=== Your assignment ===
The reply should hold every record, copied exactly, and none of the pictures.

=== Records excerpted from a collection ===

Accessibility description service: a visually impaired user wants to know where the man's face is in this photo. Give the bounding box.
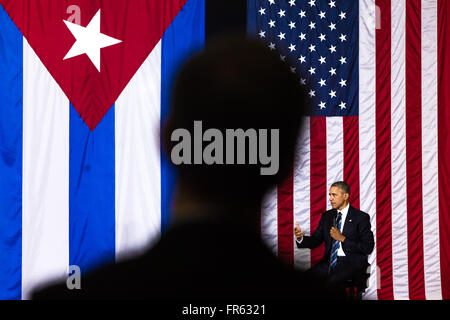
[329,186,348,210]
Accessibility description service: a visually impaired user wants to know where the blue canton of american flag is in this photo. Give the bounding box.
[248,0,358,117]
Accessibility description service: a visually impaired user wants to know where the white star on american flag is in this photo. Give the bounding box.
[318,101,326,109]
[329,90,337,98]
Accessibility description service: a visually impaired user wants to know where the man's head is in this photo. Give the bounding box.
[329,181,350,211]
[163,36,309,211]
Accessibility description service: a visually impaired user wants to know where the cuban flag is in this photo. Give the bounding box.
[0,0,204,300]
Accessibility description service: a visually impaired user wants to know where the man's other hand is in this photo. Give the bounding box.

=== Written response ===
Accessibility description service: a visually impaired user wants to know where the man's face is in this photo. Give the bounding box.
[329,186,348,210]
Accessibility description service: a visually impaired user wants to know where the blue canton of american flag is in this photo. Give the bounding box.
[248,0,358,117]
Accessibility description service: a visually impaired user wants to know where the white star on american flag is in this photo. Give the bounding box.
[318,101,326,109]
[329,90,337,98]
Accessibility description service: a visually impaired user wants to know where the man's head is in this photo. Give the bounding box.
[329,181,350,211]
[163,36,309,211]
Accessibility description service: a visually impaired user wants to know where the cuban flag is in this photo. Give the bounding box.
[0,0,204,300]
Accessibility description service: a visually impaired user wants to know where the man's other hand is in this photo. Give the bounding box.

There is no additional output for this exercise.